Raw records
··········

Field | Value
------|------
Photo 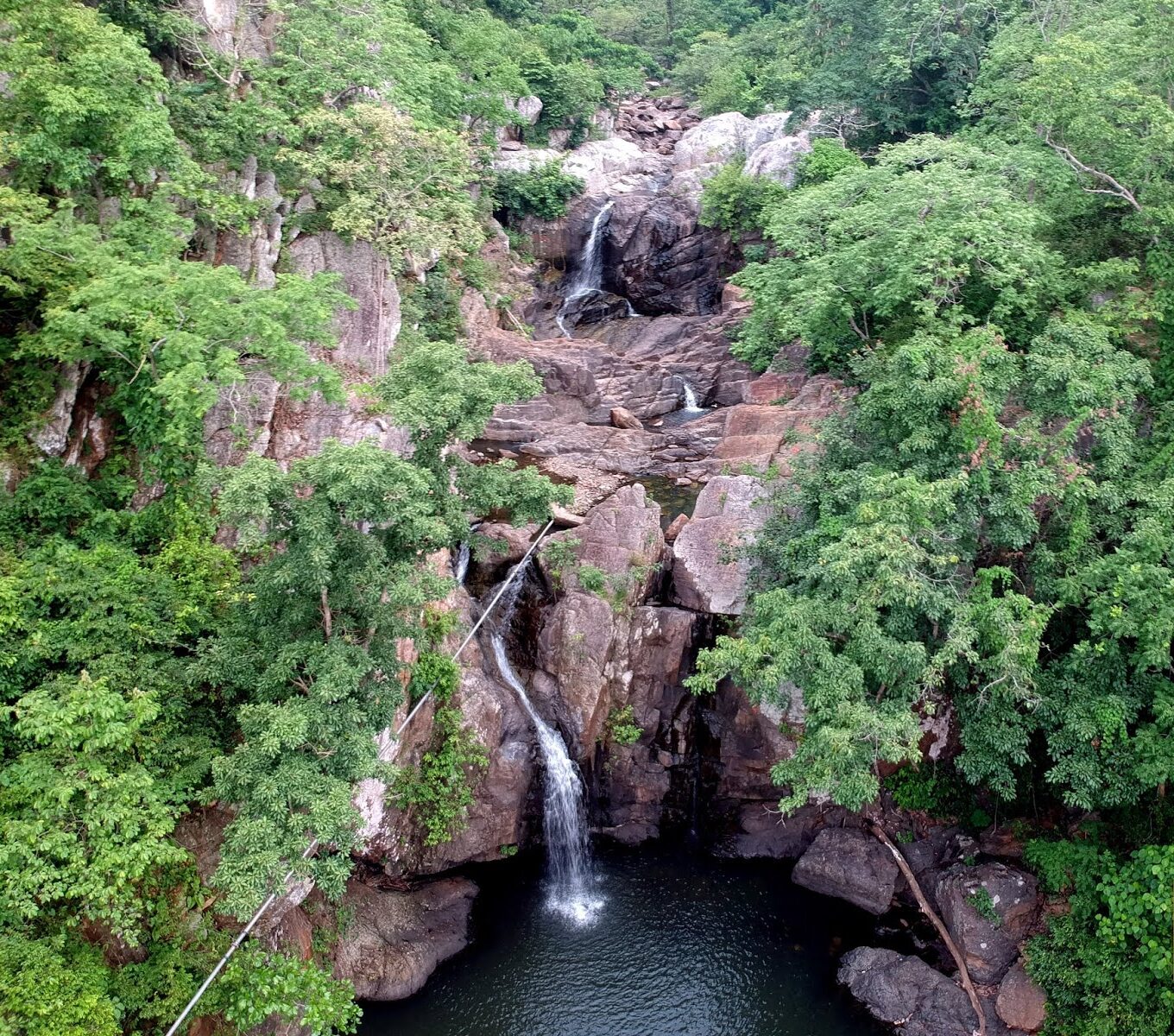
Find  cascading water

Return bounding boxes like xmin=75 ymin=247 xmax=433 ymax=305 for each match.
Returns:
xmin=452 ymin=543 xmax=470 ymax=586
xmin=489 ymin=566 xmax=603 ymax=923
xmin=681 ymin=378 xmax=705 ymax=414
xmin=554 ymin=199 xmax=632 ymax=338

··········

AIM OF THE TASK: Duplicate the items above line for line, leaving out the pictures.

TASK RESULT:
Field | Value
------|------
Photo 
Find  cascading water

Return bounding boxes like xmin=75 ymin=247 xmax=433 ymax=305 for each match.
Returns:
xmin=452 ymin=543 xmax=470 ymax=586
xmin=489 ymin=566 xmax=603 ymax=923
xmin=681 ymin=378 xmax=705 ymax=414
xmin=554 ymin=199 xmax=632 ymax=338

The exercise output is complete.